Records supplied:
::::

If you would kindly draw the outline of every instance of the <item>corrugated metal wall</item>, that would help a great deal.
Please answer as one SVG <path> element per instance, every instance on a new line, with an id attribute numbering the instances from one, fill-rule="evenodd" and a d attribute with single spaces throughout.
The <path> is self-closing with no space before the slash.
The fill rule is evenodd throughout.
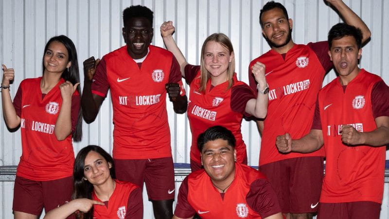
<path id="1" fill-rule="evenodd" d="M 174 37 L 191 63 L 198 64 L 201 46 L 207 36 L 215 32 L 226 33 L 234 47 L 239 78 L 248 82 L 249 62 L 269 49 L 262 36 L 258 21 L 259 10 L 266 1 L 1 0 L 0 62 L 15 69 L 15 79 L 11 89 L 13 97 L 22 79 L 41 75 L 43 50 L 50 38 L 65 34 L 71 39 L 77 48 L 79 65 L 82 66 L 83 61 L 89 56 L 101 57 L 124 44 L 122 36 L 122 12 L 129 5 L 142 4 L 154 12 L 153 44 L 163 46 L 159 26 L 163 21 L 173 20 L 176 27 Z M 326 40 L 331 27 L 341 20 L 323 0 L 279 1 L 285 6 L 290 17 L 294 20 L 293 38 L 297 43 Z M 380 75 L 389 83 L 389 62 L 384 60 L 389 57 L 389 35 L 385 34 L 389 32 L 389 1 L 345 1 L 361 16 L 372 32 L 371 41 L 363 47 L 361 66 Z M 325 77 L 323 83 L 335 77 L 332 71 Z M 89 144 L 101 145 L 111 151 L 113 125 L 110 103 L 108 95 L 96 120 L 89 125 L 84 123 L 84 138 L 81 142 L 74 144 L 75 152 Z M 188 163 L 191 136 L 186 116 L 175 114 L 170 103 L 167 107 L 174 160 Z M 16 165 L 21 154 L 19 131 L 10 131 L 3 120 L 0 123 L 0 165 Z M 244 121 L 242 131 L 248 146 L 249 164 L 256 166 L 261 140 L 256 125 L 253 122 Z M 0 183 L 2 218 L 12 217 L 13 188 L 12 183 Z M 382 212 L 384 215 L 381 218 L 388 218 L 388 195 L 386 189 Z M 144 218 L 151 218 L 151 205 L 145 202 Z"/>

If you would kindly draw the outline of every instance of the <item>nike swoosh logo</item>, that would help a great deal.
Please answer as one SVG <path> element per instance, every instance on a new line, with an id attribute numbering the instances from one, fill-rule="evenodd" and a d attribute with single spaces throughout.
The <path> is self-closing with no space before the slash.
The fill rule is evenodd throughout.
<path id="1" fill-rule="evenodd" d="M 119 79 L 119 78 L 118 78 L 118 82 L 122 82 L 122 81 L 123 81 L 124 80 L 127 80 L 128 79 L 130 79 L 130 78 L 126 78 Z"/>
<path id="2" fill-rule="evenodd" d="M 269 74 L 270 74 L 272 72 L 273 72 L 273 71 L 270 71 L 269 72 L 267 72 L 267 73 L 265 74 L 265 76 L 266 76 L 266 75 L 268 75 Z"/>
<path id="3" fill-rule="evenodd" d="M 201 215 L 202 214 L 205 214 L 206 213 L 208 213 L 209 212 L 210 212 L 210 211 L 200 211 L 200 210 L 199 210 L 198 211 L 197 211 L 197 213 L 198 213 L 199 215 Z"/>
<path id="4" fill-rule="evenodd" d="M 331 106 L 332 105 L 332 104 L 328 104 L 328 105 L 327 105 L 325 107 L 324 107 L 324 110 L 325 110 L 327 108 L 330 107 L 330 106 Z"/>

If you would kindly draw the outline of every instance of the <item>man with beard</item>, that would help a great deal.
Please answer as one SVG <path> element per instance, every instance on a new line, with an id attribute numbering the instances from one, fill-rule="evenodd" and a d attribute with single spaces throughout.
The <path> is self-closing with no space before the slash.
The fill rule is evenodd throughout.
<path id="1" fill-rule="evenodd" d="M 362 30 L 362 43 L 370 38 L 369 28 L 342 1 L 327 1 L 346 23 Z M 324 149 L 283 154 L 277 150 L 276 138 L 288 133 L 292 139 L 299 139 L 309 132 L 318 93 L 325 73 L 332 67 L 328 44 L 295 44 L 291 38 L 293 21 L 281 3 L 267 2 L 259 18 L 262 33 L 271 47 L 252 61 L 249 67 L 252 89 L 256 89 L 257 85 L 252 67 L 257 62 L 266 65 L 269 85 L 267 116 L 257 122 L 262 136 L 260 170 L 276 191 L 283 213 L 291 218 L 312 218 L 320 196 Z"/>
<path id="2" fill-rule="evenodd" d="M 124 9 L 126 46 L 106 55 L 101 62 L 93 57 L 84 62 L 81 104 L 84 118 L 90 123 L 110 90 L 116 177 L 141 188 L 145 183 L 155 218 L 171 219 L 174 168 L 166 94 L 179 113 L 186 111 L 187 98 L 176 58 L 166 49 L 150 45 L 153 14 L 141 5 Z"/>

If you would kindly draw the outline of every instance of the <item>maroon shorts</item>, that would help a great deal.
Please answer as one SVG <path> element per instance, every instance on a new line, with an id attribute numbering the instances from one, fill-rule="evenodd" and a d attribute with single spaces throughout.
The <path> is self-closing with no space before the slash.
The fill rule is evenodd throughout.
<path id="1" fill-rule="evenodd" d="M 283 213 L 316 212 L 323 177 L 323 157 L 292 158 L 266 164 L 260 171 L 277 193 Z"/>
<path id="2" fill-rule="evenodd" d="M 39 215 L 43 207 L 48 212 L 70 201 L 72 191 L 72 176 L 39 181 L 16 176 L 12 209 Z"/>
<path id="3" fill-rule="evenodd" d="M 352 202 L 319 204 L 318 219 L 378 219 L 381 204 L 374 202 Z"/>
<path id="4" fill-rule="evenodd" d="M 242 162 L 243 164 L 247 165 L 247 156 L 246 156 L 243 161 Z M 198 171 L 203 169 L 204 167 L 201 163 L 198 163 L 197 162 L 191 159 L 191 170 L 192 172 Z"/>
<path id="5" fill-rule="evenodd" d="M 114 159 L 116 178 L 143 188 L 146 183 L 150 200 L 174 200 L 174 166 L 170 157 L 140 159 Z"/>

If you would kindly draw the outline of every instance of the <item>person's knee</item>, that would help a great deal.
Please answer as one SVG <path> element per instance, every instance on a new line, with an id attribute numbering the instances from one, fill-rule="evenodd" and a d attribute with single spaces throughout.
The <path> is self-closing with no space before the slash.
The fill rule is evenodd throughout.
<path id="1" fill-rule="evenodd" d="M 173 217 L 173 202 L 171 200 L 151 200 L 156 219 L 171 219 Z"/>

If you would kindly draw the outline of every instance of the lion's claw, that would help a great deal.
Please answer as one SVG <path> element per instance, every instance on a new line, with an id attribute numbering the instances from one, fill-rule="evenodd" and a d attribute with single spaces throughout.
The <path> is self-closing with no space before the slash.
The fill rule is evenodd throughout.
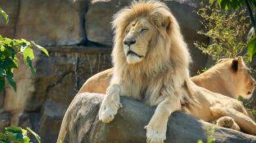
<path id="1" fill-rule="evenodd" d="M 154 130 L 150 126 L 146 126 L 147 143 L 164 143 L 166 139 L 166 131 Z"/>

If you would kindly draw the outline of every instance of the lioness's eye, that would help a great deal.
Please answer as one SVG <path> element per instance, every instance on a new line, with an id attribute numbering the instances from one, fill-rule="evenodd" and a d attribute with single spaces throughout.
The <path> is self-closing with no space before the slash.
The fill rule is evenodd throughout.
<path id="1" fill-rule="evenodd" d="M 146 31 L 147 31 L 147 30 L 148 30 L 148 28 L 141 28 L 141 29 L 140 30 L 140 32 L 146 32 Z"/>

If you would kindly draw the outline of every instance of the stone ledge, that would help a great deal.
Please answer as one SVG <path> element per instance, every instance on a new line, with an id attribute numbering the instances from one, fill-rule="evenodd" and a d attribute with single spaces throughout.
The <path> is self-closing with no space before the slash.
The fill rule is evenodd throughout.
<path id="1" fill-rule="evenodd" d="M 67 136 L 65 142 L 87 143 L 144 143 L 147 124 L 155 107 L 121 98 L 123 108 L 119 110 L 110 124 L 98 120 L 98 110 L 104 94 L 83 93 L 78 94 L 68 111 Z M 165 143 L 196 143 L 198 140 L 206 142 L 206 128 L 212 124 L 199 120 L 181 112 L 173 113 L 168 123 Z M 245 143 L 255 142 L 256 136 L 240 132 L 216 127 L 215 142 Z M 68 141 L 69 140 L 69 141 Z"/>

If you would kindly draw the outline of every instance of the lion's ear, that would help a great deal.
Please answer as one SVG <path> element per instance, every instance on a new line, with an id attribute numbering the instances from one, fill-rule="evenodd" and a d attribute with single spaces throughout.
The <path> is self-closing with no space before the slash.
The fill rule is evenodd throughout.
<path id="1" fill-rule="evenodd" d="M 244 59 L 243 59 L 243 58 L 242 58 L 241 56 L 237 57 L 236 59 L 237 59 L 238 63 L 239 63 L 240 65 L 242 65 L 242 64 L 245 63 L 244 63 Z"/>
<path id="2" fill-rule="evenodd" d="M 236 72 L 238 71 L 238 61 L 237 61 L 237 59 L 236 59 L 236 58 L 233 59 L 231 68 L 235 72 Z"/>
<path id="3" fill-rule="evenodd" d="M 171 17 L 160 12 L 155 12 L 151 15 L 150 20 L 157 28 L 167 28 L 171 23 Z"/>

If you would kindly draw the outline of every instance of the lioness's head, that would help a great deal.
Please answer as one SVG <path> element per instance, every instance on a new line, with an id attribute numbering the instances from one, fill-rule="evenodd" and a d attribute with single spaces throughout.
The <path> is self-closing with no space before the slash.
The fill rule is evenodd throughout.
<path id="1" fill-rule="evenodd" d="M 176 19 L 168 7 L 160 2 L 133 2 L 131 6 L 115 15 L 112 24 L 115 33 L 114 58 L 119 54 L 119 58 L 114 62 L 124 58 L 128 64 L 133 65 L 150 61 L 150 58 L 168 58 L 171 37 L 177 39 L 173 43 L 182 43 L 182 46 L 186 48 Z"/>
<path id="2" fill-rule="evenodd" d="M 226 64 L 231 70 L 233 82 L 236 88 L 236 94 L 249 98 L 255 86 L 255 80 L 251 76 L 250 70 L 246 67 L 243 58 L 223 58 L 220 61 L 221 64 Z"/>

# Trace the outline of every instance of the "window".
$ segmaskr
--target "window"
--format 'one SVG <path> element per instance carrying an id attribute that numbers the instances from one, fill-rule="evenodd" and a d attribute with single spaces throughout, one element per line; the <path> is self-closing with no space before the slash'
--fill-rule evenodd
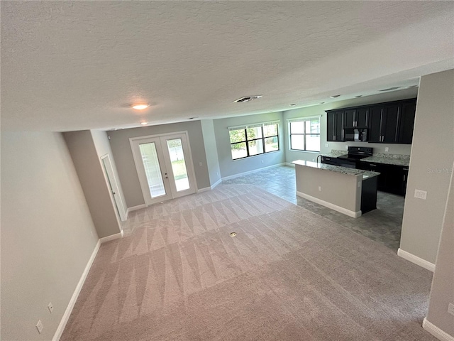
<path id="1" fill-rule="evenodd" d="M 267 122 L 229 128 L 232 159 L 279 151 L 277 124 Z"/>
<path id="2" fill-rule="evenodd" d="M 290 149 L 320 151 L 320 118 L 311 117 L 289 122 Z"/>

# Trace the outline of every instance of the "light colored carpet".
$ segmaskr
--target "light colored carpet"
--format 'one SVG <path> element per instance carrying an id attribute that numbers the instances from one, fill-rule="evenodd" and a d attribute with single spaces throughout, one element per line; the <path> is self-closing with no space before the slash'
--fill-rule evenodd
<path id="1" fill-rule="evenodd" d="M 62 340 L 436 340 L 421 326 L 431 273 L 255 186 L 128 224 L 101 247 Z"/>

::::

Exercise goal: Copy the material from the line containing "claw, that would help a great deal." through the line containing "67 136 L 65" verbatim, omitting the pictures.

Full solution:
If you would kindly draw the outline of every instance of the lion's claw, that would help a great deal.
Please answer as one SVG <path> element per instance, every instance on a new line, with an id attribute numbering the instances from one, fill-rule="evenodd" and a d attribute with single spaces throughout.
The <path> is self-closing with no space before the slash.
The fill rule is evenodd throughout.
<path id="1" fill-rule="evenodd" d="M 154 130 L 150 126 L 146 126 L 147 143 L 164 143 L 166 139 L 166 131 Z"/>

If you would kindly draw the outline of every instance of the lioness's eye, that would help a great deal.
Please answer as one SVG <path> element per instance, every instance on a new line, with an id attribute numbering the instances from one, fill-rule="evenodd" and a d attribute with single spaces throughout.
The <path> is self-closing with no space before the slash.
The fill rule is evenodd throughout.
<path id="1" fill-rule="evenodd" d="M 146 31 L 147 31 L 147 30 L 148 30 L 148 28 L 141 28 L 141 29 L 140 30 L 140 32 L 146 32 Z"/>

If you would kindly draw the outline of every instance of the stone ledge, that would help a great deal.
Please answer as one SVG <path> element per instance, every instance on a new line, with an id attribute numbering the instances from one, fill-rule="evenodd" and a d attribute with single spaces throughout.
The <path> is self-closing with no space before the slash.
The fill rule is evenodd throughout.
<path id="1" fill-rule="evenodd" d="M 67 136 L 65 142 L 87 143 L 144 143 L 147 124 L 155 107 L 121 98 L 123 108 L 119 110 L 110 124 L 98 120 L 98 110 L 104 94 L 83 93 L 78 94 L 68 111 Z M 165 143 L 196 143 L 198 140 L 206 142 L 206 128 L 212 124 L 199 120 L 181 112 L 173 113 L 168 123 Z M 245 143 L 255 142 L 256 136 L 240 132 L 216 127 L 215 142 Z M 68 141 L 69 140 L 69 141 Z"/>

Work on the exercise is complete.